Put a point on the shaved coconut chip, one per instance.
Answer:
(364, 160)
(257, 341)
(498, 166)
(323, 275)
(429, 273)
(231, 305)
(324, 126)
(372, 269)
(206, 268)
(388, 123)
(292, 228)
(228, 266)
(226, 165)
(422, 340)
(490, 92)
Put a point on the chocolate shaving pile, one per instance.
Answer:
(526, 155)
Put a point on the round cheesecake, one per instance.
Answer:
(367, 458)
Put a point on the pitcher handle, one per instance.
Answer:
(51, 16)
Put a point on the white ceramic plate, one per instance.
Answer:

---

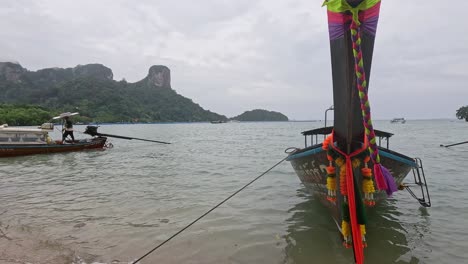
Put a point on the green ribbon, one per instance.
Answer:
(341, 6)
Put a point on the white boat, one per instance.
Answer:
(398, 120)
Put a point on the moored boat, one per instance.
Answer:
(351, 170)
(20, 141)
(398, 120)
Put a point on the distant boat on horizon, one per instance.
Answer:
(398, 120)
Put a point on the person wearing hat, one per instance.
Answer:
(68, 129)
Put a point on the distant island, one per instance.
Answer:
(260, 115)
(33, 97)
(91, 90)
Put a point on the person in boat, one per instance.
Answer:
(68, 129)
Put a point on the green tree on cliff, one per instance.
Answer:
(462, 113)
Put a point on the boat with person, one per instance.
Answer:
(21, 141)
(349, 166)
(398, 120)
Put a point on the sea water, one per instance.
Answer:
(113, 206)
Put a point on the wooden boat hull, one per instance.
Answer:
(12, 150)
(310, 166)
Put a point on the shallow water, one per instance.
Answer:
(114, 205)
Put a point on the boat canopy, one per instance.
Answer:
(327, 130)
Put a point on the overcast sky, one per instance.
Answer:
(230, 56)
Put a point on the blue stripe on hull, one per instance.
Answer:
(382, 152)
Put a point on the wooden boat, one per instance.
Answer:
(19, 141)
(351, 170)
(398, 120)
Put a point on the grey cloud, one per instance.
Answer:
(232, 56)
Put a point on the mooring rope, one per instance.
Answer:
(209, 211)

What to do:
Within the listing above, filter for lines holding the string "person" and copy each one.

Answer area:
Put a point on the person wearing hat, one per instance.
Put a point on the person in boat, one per instance.
Put a point on the boat with person, one per instance.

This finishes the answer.